# [Given problem]
Nothing other than the lines from the one containing "Reviewer note: every instance of the river" through the close of the entries below should be printed, each exactly.

# [Available records]
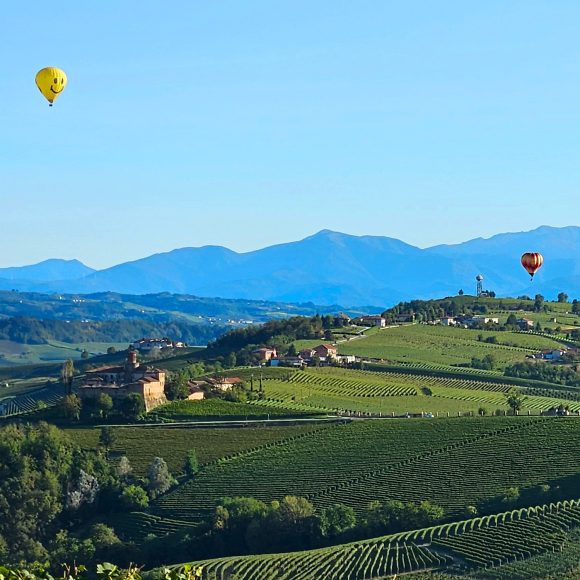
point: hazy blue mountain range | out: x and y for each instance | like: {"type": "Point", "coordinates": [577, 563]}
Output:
{"type": "Point", "coordinates": [46, 271]}
{"type": "Point", "coordinates": [329, 268]}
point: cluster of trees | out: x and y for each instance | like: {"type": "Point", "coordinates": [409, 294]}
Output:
{"type": "Point", "coordinates": [176, 386]}
{"type": "Point", "coordinates": [276, 333]}
{"type": "Point", "coordinates": [27, 330]}
{"type": "Point", "coordinates": [429, 310]}
{"type": "Point", "coordinates": [249, 526]}
{"type": "Point", "coordinates": [72, 408]}
{"type": "Point", "coordinates": [50, 488]}
{"type": "Point", "coordinates": [245, 525]}
{"type": "Point", "coordinates": [560, 375]}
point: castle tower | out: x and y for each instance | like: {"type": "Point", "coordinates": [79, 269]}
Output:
{"type": "Point", "coordinates": [479, 279]}
{"type": "Point", "coordinates": [130, 365]}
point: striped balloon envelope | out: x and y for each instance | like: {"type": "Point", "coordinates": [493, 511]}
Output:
{"type": "Point", "coordinates": [532, 262]}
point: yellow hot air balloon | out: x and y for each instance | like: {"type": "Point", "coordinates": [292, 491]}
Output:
{"type": "Point", "coordinates": [51, 82]}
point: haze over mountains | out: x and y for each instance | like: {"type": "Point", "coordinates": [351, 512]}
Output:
{"type": "Point", "coordinates": [328, 268]}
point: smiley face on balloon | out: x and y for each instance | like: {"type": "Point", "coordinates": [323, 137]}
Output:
{"type": "Point", "coordinates": [51, 82]}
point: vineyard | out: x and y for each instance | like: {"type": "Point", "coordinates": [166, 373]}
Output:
{"type": "Point", "coordinates": [27, 403]}
{"type": "Point", "coordinates": [333, 389]}
{"type": "Point", "coordinates": [212, 409]}
{"type": "Point", "coordinates": [447, 346]}
{"type": "Point", "coordinates": [142, 444]}
{"type": "Point", "coordinates": [471, 546]}
{"type": "Point", "coordinates": [452, 462]}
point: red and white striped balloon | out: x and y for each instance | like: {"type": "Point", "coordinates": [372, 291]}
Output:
{"type": "Point", "coordinates": [532, 262]}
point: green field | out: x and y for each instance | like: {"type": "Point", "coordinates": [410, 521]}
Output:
{"type": "Point", "coordinates": [452, 462]}
{"type": "Point", "coordinates": [142, 444]}
{"type": "Point", "coordinates": [212, 409]}
{"type": "Point", "coordinates": [467, 547]}
{"type": "Point", "coordinates": [398, 392]}
{"type": "Point", "coordinates": [442, 345]}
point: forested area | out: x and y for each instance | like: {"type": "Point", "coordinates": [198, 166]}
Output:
{"type": "Point", "coordinates": [276, 333]}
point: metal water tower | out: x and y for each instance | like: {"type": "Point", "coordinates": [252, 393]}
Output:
{"type": "Point", "coordinates": [479, 279]}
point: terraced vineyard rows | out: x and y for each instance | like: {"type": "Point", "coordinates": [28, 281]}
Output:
{"type": "Point", "coordinates": [376, 559]}
{"type": "Point", "coordinates": [533, 532]}
{"type": "Point", "coordinates": [212, 409]}
{"type": "Point", "coordinates": [28, 402]}
{"type": "Point", "coordinates": [474, 459]}
{"type": "Point", "coordinates": [136, 526]}
{"type": "Point", "coordinates": [477, 543]}
{"type": "Point", "coordinates": [471, 470]}
{"type": "Point", "coordinates": [333, 389]}
{"type": "Point", "coordinates": [438, 345]}
{"type": "Point", "coordinates": [367, 385]}
{"type": "Point", "coordinates": [142, 444]}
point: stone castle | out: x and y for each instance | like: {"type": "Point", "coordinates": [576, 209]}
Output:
{"type": "Point", "coordinates": [120, 381]}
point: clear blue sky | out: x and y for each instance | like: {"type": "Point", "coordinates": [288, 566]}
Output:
{"type": "Point", "coordinates": [245, 124]}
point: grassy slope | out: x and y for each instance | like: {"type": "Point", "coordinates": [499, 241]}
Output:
{"type": "Point", "coordinates": [453, 462]}
{"type": "Point", "coordinates": [473, 546]}
{"type": "Point", "coordinates": [441, 345]}
{"type": "Point", "coordinates": [142, 444]}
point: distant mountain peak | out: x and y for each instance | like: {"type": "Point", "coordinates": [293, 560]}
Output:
{"type": "Point", "coordinates": [328, 267]}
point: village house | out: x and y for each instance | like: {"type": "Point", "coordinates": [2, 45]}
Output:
{"type": "Point", "coordinates": [224, 383]}
{"type": "Point", "coordinates": [480, 319]}
{"type": "Point", "coordinates": [525, 323]}
{"type": "Point", "coordinates": [265, 353]}
{"type": "Point", "coordinates": [553, 354]}
{"type": "Point", "coordinates": [150, 344]}
{"type": "Point", "coordinates": [402, 318]}
{"type": "Point", "coordinates": [345, 359]}
{"type": "Point", "coordinates": [293, 361]}
{"type": "Point", "coordinates": [196, 390]}
{"type": "Point", "coordinates": [120, 381]}
{"type": "Point", "coordinates": [342, 319]}
{"type": "Point", "coordinates": [325, 351]}
{"type": "Point", "coordinates": [373, 320]}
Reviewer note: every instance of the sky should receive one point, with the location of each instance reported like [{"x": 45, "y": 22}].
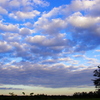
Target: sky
[{"x": 49, "y": 46}]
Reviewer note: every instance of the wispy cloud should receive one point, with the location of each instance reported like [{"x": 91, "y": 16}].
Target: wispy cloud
[{"x": 48, "y": 47}]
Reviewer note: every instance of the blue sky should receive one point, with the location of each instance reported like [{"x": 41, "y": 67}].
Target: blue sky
[{"x": 49, "y": 46}]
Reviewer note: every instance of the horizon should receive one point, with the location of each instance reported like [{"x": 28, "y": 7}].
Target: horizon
[{"x": 49, "y": 46}]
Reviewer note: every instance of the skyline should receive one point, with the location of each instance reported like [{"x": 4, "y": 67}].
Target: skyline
[{"x": 49, "y": 46}]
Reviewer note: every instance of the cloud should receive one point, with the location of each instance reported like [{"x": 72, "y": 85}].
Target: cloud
[
  {"x": 42, "y": 3},
  {"x": 39, "y": 75},
  {"x": 48, "y": 47},
  {"x": 8, "y": 27},
  {"x": 24, "y": 15},
  {"x": 4, "y": 47},
  {"x": 25, "y": 31},
  {"x": 4, "y": 88},
  {"x": 3, "y": 11}
]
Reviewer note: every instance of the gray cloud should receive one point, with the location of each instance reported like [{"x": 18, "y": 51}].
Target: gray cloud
[{"x": 55, "y": 76}]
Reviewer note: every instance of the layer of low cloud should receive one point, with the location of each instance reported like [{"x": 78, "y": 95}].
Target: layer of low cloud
[{"x": 40, "y": 48}]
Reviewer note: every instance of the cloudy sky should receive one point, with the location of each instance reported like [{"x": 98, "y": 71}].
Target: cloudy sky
[{"x": 48, "y": 46}]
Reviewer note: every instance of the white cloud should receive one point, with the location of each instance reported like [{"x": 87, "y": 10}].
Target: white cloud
[
  {"x": 24, "y": 15},
  {"x": 3, "y": 11},
  {"x": 36, "y": 39},
  {"x": 8, "y": 27},
  {"x": 78, "y": 20},
  {"x": 14, "y": 3},
  {"x": 4, "y": 47},
  {"x": 25, "y": 31},
  {"x": 41, "y": 2}
]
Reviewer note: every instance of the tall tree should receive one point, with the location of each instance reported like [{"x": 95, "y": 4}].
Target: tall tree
[{"x": 96, "y": 81}]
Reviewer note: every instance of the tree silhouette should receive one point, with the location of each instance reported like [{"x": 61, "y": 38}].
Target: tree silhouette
[{"x": 96, "y": 81}]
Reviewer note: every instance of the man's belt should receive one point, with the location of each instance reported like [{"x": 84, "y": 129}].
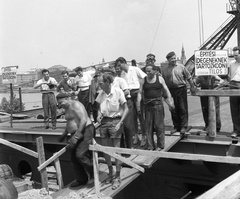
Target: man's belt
[{"x": 152, "y": 101}]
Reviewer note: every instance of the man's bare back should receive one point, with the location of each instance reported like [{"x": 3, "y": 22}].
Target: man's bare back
[{"x": 74, "y": 114}]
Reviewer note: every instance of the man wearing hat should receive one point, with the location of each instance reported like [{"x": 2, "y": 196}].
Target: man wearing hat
[
  {"x": 176, "y": 76},
  {"x": 234, "y": 76},
  {"x": 82, "y": 131},
  {"x": 150, "y": 59}
]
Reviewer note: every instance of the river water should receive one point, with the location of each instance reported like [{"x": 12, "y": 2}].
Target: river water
[{"x": 31, "y": 100}]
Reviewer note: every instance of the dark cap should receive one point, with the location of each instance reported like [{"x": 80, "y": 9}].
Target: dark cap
[
  {"x": 62, "y": 95},
  {"x": 79, "y": 68},
  {"x": 108, "y": 70},
  {"x": 151, "y": 56},
  {"x": 236, "y": 48},
  {"x": 169, "y": 55}
]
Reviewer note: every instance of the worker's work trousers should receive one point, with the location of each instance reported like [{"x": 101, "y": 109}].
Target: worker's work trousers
[
  {"x": 49, "y": 102},
  {"x": 154, "y": 112},
  {"x": 180, "y": 114},
  {"x": 205, "y": 111},
  {"x": 235, "y": 109},
  {"x": 83, "y": 97},
  {"x": 134, "y": 114}
]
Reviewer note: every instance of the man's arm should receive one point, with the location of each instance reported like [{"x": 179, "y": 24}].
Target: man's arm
[
  {"x": 140, "y": 95},
  {"x": 169, "y": 99},
  {"x": 38, "y": 84},
  {"x": 81, "y": 116},
  {"x": 59, "y": 86}
]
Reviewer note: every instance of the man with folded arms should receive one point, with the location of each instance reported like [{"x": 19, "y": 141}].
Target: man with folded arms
[
  {"x": 176, "y": 76},
  {"x": 234, "y": 75},
  {"x": 82, "y": 131}
]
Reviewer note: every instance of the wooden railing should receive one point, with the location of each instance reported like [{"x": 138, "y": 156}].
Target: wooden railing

# [Solution]
Reviewer note: every instance of the river water should receive one point, with the location of each instance reported like [{"x": 12, "y": 2}].
Target: river water
[{"x": 31, "y": 100}]
Reviewer note: every instance of the dark cap should receive one point, with the location of each instance reported like [{"x": 80, "y": 9}].
Target: dark cap
[
  {"x": 62, "y": 95},
  {"x": 79, "y": 68},
  {"x": 108, "y": 70},
  {"x": 151, "y": 56},
  {"x": 236, "y": 48},
  {"x": 169, "y": 55}
]
Reviewer note: every instance of the worker's work trousers should receive one point, with the location of each instance reported like [{"x": 101, "y": 109}].
Target: worker's work trousers
[
  {"x": 49, "y": 102},
  {"x": 154, "y": 112},
  {"x": 180, "y": 114},
  {"x": 205, "y": 111},
  {"x": 235, "y": 109},
  {"x": 83, "y": 97},
  {"x": 134, "y": 114}
]
Reviewer note: every instance of the man's arm should receive one point, with the location of each instance reported like [{"x": 179, "y": 24}].
Target: man's arm
[
  {"x": 140, "y": 95},
  {"x": 169, "y": 99},
  {"x": 38, "y": 84},
  {"x": 81, "y": 116},
  {"x": 59, "y": 86}
]
Reviewer note: every instance of the man with folded arms should receive one point, with the location of each instance reported like [{"x": 19, "y": 141}].
Target: man with folded arms
[
  {"x": 176, "y": 76},
  {"x": 234, "y": 75},
  {"x": 82, "y": 131}
]
Reviewer note: every instance of the wooden railing should receive one point, with the location of each instance reported like [{"x": 138, "y": 156}].
Target: wooden railing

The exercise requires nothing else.